#### EXERCISE OBJECTIVE:
Go through the data below and count every line that has the word "white". Return only the count.

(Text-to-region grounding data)

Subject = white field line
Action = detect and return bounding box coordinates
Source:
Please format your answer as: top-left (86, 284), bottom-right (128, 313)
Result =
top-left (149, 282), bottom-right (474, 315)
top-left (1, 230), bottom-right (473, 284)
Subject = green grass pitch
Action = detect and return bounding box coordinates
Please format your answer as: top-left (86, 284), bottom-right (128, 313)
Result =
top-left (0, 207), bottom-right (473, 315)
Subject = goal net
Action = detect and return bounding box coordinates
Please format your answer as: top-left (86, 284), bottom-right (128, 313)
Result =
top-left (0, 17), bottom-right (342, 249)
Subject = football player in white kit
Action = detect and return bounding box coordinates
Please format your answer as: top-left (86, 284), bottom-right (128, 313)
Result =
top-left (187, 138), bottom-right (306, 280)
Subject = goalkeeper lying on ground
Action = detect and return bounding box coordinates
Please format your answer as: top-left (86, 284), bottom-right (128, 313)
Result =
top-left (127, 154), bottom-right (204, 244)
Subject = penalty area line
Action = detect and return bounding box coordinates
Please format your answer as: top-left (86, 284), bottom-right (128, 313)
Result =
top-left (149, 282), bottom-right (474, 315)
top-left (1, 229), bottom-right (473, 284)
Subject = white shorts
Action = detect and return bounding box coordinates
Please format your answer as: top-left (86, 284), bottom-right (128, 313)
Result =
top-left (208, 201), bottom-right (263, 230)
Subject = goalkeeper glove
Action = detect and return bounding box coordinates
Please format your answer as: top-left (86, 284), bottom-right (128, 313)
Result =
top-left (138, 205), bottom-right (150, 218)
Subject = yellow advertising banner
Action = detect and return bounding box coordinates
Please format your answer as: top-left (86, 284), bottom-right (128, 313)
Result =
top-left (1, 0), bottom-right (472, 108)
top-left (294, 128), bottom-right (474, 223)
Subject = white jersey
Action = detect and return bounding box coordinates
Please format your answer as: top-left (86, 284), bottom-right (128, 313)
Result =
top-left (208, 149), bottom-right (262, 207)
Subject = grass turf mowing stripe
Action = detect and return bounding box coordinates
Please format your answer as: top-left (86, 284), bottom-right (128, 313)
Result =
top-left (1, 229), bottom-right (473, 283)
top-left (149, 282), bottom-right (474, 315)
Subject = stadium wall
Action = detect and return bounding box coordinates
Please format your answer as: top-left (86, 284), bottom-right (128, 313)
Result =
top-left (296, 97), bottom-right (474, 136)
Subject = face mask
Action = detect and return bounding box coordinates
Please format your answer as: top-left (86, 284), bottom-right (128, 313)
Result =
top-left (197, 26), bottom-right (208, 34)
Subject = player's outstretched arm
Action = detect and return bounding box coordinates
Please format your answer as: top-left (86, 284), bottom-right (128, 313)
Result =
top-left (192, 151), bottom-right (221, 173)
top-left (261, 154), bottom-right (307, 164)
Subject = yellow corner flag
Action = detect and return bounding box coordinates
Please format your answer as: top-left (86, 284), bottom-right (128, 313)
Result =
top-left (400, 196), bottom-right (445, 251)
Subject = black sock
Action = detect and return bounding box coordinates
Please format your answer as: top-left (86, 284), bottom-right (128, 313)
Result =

#### TASK RESULT:
4